Start of SOURCE EXTRACT
So I make very cognizant decisions on a day-to-day if I’m ever going to apply or implement something into my life. Is it something that I can build habits from? And if it isn’t, then I don’t do it. And that’s the whole idea of being more strategic in your life. Because if everything’s just for a novelty, wonder, especially in today’s hustle culture, especially as an entrepreneur, as myself, I don’t have necessarily that freedom sometimes to just jump around with what we call a shiny object syndrome, right? That will crush you in all areas of life because you want, you’re a high achiever.

You want to do many things and achieve [00:08:00] all these great goals at the same time. You don’t want to stop you know, and at the same time sacrifice mental and emotional wellbeing. So if you want to hustle and flow, one of the big strategies or habits that I have is making sure that I make sure everything that I choose in my life can be turned into a habit so that it makes my cognitive load a lot less.

Anna: That’s wonderful. Super insightful. I’m actually, I’m really grateful that I got to meet you. I didn’t realize that you come from an engineering background. So it’s, it’s like, you know, I feel like we get each other, we come from a similar background in tech, right? Yeah. Yeah. Everything you’ve talked about, this is a beautiful spot. And what I’m finding is looking back at you know, just being around friends who are Agile coaches and who have always really struggled with change management in the organizations. I now realize that all of that has to do more with that inner mastery of [00:09:00] these skills than what we do. It’s not taught in school, unfortunately, more so than this kind of like external fitting, you know, the round peg into a square hole organizational culture thing.
A quick follow-up on what you talked about. Do you find the people you work with are then able to transfer these skills into how they lead organizations? 

Duncan: Yeah. So I’ll give you sort of a secret sauce to the strategy we use in The Burnout Clinic. And so when it comes to burnout and I want to make a huge shout-out to your audience as well, something to reach those who are listening to us because you understand burnout recovery. So many people mistake burnout prevention and recovery. Different functions, period. Right? If you want to be like an engineer, I want to be more of a practical side of things, recovery and prevention are very different practices. And so a big part of it is change management, it is required for both.
End of SOURCE EXTRACT
▶ _DIRECTIONS_
A - Rename "Agile coaches" to "Scrum masters" while rewriting the transcript from "Anna: That’s wonderful." up to and including "organizational culture thing.".
B - Which people and organizations does the transcript name, counting the speaker labels?
C - Can you sum up the transcript in three sentences?
None of this work depends on the records.
Start of DATASET ENTRIES
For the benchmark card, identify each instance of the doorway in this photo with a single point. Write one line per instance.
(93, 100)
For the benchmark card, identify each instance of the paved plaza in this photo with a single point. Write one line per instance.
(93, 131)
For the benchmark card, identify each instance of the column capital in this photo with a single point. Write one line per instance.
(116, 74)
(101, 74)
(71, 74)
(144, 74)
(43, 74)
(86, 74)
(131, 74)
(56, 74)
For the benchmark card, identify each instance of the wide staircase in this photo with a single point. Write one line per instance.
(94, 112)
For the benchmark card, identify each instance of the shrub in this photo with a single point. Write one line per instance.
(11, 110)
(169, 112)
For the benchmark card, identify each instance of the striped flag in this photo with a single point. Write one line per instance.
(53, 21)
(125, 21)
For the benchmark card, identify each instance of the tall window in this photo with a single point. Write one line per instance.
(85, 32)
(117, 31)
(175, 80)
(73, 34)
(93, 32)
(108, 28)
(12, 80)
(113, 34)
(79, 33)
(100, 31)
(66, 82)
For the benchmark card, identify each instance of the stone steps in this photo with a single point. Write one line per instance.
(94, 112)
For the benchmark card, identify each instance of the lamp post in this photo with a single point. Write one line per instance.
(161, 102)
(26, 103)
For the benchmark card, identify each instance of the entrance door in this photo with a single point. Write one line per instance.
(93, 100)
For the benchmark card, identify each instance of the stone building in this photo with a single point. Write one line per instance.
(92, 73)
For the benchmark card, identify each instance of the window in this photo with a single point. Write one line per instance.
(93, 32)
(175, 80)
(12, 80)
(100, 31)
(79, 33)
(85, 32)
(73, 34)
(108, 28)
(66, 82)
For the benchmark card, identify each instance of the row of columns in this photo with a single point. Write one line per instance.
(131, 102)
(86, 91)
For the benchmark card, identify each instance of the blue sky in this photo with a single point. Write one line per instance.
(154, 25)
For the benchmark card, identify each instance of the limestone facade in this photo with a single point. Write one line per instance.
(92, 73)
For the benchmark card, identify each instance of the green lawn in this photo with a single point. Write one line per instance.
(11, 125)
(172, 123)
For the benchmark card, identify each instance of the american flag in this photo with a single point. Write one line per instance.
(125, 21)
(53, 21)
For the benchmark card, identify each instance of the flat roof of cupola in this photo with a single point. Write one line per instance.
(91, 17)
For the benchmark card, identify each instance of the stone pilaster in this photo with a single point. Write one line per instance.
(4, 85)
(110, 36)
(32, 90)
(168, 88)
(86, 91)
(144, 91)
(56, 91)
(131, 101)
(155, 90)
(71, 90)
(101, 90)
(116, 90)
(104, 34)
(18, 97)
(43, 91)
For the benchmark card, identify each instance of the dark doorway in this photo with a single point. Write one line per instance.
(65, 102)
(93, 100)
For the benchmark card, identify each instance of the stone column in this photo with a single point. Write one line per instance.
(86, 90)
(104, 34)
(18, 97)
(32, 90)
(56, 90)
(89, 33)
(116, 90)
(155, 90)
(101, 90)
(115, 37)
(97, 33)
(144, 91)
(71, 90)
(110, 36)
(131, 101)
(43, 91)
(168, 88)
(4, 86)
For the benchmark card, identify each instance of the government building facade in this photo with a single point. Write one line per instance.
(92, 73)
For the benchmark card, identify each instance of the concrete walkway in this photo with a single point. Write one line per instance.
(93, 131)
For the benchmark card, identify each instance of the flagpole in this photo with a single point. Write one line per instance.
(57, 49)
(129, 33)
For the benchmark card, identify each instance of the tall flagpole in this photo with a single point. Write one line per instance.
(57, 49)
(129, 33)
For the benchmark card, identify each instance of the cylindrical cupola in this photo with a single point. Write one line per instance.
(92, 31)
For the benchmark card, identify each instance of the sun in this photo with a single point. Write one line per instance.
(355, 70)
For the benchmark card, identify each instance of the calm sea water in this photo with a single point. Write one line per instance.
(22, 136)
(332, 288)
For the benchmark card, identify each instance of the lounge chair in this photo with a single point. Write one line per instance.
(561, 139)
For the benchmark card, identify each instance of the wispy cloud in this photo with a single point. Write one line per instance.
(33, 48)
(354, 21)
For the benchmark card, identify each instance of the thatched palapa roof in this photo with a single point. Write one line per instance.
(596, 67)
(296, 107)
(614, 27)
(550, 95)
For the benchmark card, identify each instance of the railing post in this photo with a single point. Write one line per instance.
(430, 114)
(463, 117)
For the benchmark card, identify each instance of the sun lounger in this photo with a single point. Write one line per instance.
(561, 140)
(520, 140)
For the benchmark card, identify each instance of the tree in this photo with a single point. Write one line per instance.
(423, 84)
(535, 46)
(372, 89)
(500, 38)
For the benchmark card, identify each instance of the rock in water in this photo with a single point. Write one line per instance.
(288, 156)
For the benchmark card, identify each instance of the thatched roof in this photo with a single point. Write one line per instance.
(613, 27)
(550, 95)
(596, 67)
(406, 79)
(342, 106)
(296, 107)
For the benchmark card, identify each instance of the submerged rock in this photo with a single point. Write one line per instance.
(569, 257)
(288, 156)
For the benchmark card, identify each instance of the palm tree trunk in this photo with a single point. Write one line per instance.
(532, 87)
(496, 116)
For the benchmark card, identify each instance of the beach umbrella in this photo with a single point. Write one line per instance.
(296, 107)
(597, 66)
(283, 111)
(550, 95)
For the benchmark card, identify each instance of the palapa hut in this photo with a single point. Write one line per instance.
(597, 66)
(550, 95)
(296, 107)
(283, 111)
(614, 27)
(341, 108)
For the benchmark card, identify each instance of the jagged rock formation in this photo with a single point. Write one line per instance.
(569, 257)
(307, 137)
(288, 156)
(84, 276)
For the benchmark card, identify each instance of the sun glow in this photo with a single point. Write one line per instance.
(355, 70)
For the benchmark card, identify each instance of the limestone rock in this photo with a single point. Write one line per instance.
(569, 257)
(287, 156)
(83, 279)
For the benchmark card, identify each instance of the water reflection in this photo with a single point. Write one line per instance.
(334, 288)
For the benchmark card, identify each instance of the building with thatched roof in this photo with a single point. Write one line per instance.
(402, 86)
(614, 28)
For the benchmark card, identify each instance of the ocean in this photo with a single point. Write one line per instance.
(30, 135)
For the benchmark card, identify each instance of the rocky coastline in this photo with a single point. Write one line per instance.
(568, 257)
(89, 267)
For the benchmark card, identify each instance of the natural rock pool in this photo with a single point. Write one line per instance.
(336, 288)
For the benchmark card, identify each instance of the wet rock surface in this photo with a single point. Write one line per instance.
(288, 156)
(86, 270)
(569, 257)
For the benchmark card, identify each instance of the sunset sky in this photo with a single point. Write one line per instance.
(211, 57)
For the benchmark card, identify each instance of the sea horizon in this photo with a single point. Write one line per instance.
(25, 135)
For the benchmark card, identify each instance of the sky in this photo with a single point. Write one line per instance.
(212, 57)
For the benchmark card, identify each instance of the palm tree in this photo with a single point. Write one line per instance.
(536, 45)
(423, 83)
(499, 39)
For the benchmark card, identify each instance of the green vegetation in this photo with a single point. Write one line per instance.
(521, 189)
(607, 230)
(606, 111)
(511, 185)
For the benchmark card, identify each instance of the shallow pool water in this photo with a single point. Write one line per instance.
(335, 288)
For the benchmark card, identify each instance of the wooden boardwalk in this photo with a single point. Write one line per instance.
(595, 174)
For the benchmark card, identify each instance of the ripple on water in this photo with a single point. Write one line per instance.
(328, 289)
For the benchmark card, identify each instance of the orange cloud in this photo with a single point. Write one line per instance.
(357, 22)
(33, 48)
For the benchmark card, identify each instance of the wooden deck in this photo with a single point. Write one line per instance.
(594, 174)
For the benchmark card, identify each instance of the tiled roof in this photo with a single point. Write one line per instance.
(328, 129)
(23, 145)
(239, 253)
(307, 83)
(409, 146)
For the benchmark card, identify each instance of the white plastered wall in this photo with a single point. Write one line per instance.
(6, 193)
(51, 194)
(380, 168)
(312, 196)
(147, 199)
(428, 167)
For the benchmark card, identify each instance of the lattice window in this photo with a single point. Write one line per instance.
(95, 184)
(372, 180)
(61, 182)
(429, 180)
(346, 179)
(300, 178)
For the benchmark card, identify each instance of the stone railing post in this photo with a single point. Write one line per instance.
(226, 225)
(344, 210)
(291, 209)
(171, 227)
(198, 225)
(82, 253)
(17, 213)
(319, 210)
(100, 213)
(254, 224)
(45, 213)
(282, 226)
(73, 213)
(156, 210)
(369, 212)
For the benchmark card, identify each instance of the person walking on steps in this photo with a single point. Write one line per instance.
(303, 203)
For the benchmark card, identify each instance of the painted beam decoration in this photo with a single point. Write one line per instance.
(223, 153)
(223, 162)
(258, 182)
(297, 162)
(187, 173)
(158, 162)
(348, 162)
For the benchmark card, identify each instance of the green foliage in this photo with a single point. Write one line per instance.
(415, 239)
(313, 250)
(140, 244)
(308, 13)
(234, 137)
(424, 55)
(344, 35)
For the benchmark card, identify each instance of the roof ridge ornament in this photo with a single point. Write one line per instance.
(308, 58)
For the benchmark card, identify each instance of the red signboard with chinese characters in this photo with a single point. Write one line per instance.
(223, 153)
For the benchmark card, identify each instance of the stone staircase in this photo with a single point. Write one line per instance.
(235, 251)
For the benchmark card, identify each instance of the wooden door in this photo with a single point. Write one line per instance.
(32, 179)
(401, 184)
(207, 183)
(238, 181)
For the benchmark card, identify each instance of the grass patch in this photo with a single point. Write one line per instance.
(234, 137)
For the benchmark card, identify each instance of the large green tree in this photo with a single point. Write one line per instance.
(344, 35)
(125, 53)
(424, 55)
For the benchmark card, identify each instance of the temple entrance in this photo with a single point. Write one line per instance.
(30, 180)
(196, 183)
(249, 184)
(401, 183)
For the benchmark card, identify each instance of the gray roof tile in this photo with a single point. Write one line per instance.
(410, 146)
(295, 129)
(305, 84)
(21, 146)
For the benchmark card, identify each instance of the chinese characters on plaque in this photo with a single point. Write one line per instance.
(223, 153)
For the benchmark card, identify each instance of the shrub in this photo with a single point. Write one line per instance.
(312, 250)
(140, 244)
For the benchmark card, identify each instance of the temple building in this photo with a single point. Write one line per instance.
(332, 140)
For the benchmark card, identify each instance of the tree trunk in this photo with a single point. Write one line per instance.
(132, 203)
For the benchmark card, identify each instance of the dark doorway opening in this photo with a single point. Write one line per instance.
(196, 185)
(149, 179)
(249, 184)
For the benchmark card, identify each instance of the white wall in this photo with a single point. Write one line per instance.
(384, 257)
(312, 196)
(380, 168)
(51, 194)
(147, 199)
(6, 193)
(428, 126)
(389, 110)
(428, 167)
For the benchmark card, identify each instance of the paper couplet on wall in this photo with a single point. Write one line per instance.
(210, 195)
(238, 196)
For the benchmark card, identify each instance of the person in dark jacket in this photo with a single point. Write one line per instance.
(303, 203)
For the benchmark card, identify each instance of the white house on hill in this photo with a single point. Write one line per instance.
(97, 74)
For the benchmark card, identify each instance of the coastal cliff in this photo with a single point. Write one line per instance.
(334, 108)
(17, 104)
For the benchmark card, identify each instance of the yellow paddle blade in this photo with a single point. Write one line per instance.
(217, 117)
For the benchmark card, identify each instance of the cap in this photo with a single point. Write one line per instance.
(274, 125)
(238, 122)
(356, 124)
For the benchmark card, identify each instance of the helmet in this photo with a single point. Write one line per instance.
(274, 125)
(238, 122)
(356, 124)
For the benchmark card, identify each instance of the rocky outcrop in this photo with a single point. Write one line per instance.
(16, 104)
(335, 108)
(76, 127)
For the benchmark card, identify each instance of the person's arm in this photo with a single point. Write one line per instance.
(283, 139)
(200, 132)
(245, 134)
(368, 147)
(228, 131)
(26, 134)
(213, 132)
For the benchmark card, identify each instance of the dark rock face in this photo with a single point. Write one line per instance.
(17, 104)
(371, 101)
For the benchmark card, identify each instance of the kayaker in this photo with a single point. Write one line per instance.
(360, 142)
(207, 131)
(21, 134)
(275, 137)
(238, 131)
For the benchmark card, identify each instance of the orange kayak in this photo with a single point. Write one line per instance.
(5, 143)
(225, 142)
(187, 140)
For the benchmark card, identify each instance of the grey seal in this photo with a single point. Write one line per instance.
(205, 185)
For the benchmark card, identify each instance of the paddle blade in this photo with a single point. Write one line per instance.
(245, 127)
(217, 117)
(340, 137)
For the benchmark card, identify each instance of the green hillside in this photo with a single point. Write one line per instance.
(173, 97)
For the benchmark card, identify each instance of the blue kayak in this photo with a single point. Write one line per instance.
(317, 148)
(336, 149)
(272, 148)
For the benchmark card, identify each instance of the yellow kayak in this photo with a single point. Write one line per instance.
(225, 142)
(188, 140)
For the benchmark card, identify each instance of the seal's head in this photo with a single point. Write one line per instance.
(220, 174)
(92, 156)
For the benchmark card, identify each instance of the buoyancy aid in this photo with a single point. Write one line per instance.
End of DATASET ENTRIES
▶ _ANSWERS TO THE TASKS_
A -
Anna: That’s wonderful. Super insightful. I’m actually, I’m really grateful that I got to meet you. I didn’t realize that you come from an engineering background. So it’s, it’s like, you know, I feel like we get each other, we come from a similar background in tech, right? Yeah. Yeah. Everything you’ve talked about, this is a beautiful spot. And what I’m finding is looking back at you know, just being around friends who are Scrum masters and who have always really struggled with change management in the organizations. I now realize that all of that has to do more with that inner mastery of [00:09:00] these skills than what we do. It’s not taught in school, unfortunately, more so than this kind of like external fitting, you know, the round peg into a square hole organizational culture thing.

B -
Anna
Duncan
The Burnout Clinic

C - The first speaker adopts only things that can become habits, which avoids "shiny object syndrome" and lowers cognitive load. Anna links this to her tech background and to friends who are Agile coaches and struggle with change management. She asks whether clients can carry these skills into leading organizations, and Duncan answers that burnout prevention and recovery are different practices that both require change management.